* [SUPPLIED TEXT]
──────────────────────────────

Spiritual Interruption

By Anna Mercedes

This time of year I observe the Christian season of Lent, traditionally a period of penitence and reflection. This year, I’m observing it as a season of interruption.

Lent begins each year with “Ash Wednesday,” a day when you might see Christians around with ashen crosses on their foreheads. This year my Ash Wednesday looked like many other days in my life as a professor and a mom of young children in the upper Midwest United States: I was rushing about in the minivan, trying to get family members dropped off on time. I had to get assignments posted online for my students on time, emails answered on time, and so forth.

At one point during this busy, not so penitential day, I was a passenger in the minivan for an hour stretch, allowing me to multitask and get reading done for class while zooming down the interstate. I was reading about the long and deadly history of Christian anti-Judaism and how it is fueled by the scripture passages and theologies that many Christians encounter in the season of Lent.

Meanwhile my spouse had flipped on a podcast as he drove; it was a This American Life episode covering the unofficial and unregulated refugee camps on the Mexico side of the US/Mexico border.

Vital narratives interrupted me from different angles, through the voices on the page and the voices of the podcast. On the page I read about how the history of Christian anti-Judaism continues in pernicious ways even where Christians openly repudiate anti-Semitism. Many Christians around the world will hear again this season in their churches the false and dangerous claim that Jewish people are to blame for the death of Jesus of Nazareth. This last year has seen a spike in antisemitic hate crimes in the US. The topic about which my students are reading is not, in other words, some old, abstract problem, but a current and concrete crisis.

──────────────────────────────

(A few entries)
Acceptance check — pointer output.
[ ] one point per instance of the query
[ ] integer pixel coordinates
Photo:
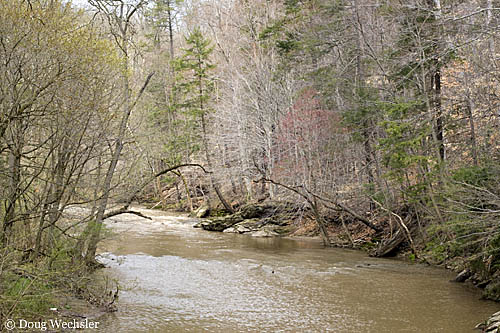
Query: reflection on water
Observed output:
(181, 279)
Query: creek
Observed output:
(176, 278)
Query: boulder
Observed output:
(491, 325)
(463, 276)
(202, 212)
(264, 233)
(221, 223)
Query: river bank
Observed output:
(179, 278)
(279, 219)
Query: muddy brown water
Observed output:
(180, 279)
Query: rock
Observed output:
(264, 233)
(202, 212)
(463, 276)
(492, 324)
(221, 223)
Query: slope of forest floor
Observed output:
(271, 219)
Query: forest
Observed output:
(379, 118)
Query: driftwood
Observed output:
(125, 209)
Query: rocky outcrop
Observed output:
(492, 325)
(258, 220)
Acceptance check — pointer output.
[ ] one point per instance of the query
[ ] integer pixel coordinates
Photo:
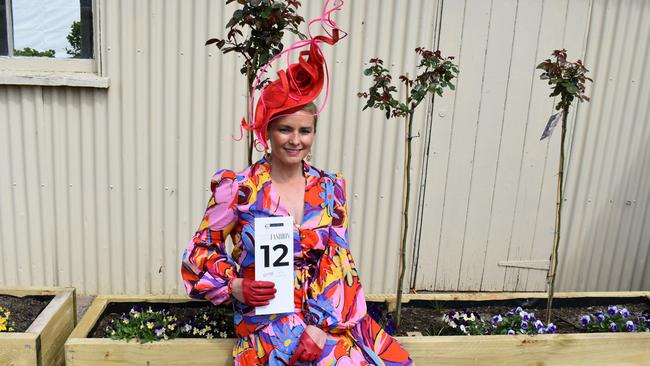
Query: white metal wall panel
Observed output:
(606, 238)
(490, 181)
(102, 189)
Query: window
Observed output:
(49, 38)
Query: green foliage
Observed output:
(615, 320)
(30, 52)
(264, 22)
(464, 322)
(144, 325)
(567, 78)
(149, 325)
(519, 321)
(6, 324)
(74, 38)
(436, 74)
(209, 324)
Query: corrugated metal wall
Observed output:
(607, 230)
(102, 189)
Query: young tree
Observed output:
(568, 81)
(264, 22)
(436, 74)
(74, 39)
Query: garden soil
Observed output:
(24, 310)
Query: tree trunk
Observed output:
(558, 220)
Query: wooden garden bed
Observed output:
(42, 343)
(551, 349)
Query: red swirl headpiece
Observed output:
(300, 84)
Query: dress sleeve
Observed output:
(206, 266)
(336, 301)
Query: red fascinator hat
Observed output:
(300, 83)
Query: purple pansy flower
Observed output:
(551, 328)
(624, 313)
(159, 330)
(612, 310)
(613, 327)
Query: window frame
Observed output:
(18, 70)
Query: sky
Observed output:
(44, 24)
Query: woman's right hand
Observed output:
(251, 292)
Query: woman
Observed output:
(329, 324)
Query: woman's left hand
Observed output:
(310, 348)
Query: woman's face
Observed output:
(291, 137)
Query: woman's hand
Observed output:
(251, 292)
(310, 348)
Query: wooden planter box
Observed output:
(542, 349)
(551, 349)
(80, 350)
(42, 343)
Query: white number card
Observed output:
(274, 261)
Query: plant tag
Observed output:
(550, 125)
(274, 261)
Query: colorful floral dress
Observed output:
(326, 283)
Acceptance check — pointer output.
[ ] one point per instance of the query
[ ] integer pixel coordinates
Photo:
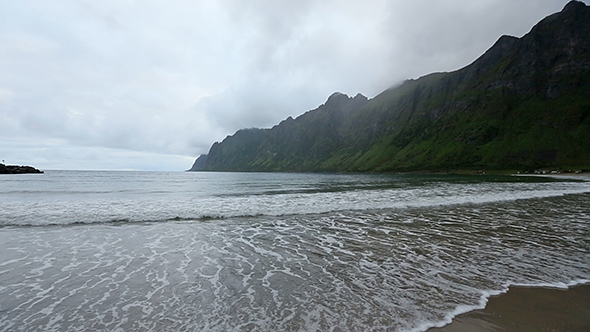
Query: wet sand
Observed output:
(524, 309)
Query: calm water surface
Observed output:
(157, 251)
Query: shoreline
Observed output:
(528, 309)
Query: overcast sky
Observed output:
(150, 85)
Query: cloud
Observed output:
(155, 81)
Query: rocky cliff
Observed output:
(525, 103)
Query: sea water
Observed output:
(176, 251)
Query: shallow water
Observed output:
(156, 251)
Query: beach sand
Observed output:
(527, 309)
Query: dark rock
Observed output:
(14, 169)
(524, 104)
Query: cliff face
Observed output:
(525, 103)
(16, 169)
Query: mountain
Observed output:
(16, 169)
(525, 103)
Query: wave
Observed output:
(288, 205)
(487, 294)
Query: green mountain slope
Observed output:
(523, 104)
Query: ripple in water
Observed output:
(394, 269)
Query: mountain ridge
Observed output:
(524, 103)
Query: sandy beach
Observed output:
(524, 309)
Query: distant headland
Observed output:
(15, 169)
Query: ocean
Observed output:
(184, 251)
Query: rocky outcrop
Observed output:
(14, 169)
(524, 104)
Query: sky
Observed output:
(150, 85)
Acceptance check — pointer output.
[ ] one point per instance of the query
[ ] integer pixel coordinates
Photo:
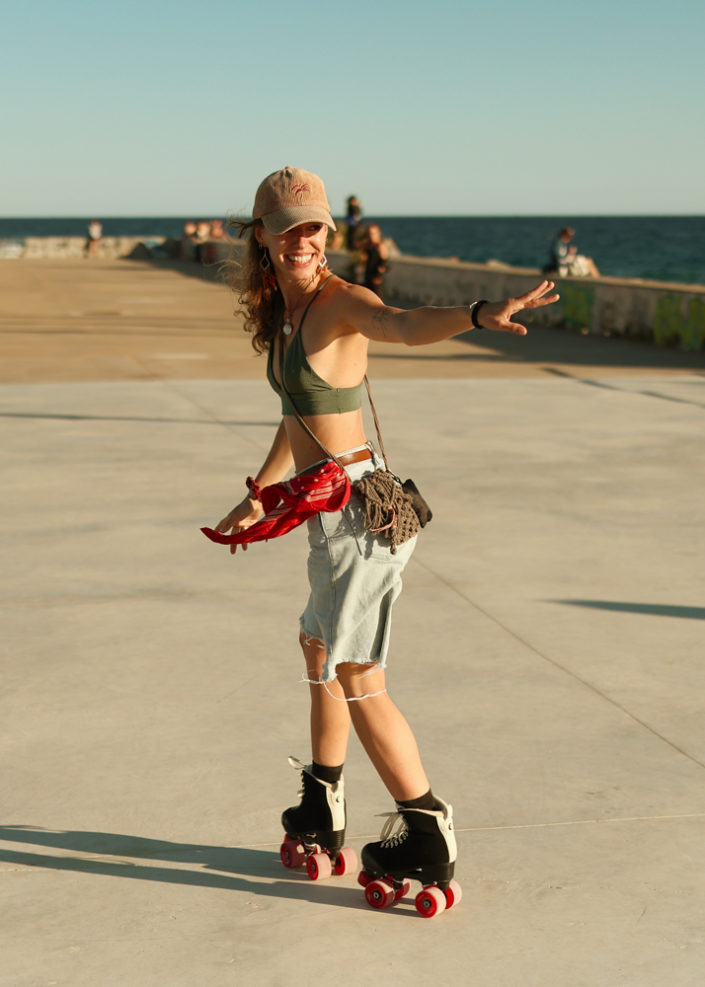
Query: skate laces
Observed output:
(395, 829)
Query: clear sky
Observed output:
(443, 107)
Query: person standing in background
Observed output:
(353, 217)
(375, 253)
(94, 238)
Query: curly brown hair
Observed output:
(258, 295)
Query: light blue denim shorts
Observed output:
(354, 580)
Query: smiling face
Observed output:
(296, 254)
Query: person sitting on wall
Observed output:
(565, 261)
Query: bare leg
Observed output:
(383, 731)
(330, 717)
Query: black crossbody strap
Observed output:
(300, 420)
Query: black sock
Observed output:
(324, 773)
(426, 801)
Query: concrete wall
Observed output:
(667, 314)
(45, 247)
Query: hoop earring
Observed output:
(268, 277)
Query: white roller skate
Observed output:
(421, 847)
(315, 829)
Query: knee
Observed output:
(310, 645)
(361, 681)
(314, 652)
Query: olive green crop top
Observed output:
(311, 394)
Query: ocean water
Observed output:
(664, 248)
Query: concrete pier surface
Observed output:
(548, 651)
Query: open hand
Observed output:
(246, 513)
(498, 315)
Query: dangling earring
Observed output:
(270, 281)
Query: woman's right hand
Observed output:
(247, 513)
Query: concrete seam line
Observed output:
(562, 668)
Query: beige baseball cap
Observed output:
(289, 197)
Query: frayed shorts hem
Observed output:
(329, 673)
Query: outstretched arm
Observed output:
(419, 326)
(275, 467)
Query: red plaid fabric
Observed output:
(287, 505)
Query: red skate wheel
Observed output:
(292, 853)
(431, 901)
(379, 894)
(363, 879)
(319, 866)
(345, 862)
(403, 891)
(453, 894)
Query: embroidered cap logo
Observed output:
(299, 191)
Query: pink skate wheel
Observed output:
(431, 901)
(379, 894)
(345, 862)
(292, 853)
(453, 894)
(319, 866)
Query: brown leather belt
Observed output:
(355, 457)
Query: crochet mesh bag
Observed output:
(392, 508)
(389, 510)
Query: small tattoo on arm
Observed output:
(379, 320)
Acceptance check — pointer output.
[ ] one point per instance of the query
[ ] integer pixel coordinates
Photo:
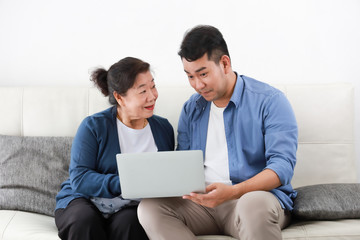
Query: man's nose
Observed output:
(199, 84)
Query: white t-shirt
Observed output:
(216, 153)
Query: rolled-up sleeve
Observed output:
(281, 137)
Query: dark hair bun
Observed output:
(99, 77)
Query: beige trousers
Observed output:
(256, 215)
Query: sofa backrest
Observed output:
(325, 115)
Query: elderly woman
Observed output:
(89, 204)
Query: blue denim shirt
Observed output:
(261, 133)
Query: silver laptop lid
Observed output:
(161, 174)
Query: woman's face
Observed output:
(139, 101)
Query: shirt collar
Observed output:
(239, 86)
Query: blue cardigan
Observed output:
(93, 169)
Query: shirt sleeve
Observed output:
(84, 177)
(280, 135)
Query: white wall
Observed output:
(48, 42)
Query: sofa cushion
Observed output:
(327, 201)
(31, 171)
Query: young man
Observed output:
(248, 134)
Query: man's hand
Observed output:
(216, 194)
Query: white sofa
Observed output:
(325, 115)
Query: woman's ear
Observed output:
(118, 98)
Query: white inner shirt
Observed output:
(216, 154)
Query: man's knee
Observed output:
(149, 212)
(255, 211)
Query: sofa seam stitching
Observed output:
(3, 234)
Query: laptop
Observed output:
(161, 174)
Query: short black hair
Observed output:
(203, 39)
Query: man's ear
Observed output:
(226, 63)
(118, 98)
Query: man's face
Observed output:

──────────────────────────────

* [TASK PROMPT] According to the essay on Lent, what did the podcast episode playing in the minivan cover? Rely on the essay on Lent by itself, not on the entries.

* [FULL OUTPUT] The unofficial and unregulated refugee camps on the Mexico side of the US/Mexico border.